• Supplied information
========================================
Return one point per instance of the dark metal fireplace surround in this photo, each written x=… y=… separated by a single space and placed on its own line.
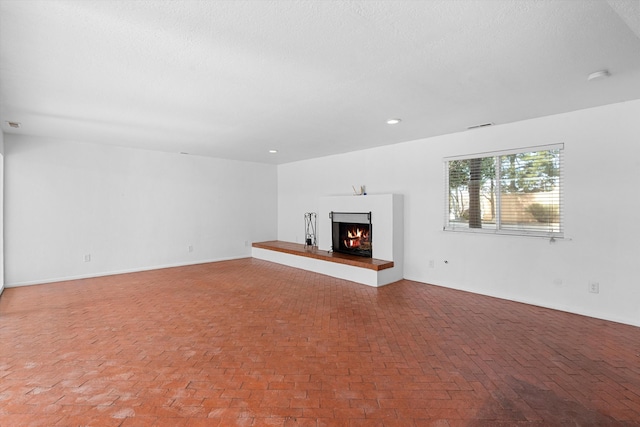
x=351 y=233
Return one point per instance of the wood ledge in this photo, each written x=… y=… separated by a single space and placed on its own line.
x=308 y=252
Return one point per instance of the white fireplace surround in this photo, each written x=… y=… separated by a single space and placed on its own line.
x=387 y=222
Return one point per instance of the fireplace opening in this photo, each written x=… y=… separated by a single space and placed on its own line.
x=352 y=233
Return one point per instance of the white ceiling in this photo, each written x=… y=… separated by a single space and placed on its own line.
x=233 y=79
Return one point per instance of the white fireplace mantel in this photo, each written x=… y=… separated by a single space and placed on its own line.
x=387 y=222
x=387 y=229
========================================
• Exercise instructions
The expected output is the exact run of lines from the line with "Return one point per instance of the fireplace" through the last line of the material above.

• Written response
Return one point per instance of the fireplace opening in this photo, each written x=… y=… separated by a single space and placed on its own line.
x=352 y=233
Return one point per instance of the white ceiling in this photo, each written x=… y=… separated by a single space and placed on its own line.
x=233 y=79
Return one point per instance of the white fireplace mantel in this photo, each written x=… y=… separated by a single space and placed on its own line.
x=387 y=222
x=387 y=229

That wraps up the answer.